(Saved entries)
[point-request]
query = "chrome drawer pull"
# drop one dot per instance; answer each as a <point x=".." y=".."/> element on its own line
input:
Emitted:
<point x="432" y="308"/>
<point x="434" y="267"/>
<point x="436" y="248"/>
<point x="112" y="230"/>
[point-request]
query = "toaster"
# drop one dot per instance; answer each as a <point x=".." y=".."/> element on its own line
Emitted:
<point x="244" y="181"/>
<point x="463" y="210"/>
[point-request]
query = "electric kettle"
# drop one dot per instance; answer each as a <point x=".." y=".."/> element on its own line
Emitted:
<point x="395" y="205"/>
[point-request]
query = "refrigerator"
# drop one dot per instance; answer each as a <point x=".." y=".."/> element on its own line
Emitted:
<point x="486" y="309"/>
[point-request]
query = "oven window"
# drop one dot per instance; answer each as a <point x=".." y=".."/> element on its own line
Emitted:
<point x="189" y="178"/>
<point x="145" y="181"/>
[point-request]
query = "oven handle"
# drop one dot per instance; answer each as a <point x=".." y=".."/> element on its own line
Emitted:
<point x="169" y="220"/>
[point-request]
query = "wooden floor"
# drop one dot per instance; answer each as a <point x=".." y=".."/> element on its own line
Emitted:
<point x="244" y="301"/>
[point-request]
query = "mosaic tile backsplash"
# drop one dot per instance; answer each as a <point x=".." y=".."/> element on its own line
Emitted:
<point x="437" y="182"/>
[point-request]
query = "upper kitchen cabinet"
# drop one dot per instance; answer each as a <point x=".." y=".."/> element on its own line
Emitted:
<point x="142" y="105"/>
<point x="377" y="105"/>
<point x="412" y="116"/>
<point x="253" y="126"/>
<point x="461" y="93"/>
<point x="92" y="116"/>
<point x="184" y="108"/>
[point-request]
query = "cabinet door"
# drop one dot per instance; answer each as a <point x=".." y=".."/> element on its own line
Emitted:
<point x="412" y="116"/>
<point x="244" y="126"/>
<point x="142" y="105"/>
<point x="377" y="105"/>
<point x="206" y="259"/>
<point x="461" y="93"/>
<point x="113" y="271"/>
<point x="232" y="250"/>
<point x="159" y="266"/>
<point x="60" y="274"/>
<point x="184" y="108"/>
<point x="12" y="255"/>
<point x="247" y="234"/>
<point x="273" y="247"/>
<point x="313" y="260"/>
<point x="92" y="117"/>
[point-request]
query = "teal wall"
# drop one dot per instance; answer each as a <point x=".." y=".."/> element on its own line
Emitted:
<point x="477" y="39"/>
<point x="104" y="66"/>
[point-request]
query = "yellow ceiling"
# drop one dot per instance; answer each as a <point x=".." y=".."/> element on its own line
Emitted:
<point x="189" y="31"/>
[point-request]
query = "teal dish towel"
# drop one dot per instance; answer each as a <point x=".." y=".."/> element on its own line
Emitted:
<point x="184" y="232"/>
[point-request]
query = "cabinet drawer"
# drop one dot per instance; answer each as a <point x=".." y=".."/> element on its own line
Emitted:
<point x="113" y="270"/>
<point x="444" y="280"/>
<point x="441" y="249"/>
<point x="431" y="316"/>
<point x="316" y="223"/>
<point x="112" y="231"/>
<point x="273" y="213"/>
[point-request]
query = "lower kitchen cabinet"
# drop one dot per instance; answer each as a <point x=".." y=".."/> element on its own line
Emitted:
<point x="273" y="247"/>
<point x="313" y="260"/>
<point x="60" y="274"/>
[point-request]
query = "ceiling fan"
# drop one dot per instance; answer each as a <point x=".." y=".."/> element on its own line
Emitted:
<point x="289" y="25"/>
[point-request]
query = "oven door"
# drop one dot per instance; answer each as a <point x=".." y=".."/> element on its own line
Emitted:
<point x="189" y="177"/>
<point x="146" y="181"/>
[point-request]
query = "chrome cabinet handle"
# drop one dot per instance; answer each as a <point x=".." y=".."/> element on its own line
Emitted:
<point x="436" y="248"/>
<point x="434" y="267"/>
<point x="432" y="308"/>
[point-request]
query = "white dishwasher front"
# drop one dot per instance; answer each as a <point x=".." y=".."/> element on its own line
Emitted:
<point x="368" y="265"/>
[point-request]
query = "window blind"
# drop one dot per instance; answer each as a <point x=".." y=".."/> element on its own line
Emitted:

**YOUR INSTRUCTIONS:**
Filter the entries and copy out every line with the word "teal".

**RESULT OF THE EXERCISE:**
query = "teal wall"
query = "teal dish towel"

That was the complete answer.